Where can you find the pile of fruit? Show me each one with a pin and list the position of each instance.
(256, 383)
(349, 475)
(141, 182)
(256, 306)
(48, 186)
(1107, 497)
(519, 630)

——————

== What the task requires ==
Transcribe the listing from start to finish, exactly as given.

== Solution for this exercise ==
Where can you find the pile of fruit? Show me each one with a pin and list the position of each instance.
(256, 383)
(349, 475)
(141, 182)
(256, 306)
(48, 186)
(1107, 497)
(519, 630)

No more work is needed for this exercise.